Stored data entries
◆ ◆ ◆ ◆

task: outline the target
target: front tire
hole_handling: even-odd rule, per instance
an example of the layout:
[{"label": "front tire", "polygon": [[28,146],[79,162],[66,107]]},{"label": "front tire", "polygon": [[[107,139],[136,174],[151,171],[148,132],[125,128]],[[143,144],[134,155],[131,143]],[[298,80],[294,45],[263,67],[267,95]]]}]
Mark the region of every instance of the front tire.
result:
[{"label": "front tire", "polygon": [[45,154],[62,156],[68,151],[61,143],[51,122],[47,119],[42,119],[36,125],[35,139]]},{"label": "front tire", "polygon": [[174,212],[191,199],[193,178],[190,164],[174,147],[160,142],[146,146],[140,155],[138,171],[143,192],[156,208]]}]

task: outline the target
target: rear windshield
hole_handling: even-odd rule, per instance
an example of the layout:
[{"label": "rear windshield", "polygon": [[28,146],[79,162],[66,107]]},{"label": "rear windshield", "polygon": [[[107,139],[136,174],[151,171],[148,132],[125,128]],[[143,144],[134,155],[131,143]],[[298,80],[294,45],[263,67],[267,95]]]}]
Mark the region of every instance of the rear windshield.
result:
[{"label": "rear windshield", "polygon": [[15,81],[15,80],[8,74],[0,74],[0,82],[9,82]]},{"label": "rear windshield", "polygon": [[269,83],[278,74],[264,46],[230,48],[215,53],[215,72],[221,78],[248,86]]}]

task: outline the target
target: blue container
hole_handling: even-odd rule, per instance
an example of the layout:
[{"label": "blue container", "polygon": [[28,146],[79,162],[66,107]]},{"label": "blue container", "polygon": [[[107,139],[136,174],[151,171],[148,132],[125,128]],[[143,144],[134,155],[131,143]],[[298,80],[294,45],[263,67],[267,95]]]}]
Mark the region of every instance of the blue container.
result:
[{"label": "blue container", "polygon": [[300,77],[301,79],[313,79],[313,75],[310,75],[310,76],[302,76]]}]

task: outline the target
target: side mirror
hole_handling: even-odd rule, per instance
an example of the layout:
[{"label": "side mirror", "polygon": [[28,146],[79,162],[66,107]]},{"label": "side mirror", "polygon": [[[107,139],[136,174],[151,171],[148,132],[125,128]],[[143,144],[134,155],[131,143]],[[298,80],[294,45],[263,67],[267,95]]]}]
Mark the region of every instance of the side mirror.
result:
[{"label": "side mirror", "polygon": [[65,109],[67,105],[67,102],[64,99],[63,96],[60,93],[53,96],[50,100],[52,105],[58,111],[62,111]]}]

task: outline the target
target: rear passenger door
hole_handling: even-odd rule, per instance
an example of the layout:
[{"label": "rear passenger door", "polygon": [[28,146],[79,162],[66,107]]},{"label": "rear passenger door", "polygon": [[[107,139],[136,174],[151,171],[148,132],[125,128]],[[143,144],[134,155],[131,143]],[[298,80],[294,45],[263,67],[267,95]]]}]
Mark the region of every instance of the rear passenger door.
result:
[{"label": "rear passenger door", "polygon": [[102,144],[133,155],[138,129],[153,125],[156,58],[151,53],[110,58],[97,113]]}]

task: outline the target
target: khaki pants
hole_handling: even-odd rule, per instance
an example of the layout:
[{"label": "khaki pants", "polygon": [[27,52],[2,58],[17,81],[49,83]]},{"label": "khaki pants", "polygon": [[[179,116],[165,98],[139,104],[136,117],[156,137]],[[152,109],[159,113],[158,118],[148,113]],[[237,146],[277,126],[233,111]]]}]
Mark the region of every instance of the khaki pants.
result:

◆ ◆ ◆ ◆

Please show every line of the records that contains the word "pants", copying each one in full.

→ RESPONSE TO THIS EXERCISE
target: khaki pants
[{"label": "khaki pants", "polygon": [[27,52],[2,58],[17,81],[49,83]]},{"label": "khaki pants", "polygon": [[[179,116],[165,98],[139,104],[136,117],[156,137]],[[152,109],[159,113],[158,118],[148,113]],[[237,146],[277,126],[233,111]]]}]
Mark the region of every instance of the khaki pants.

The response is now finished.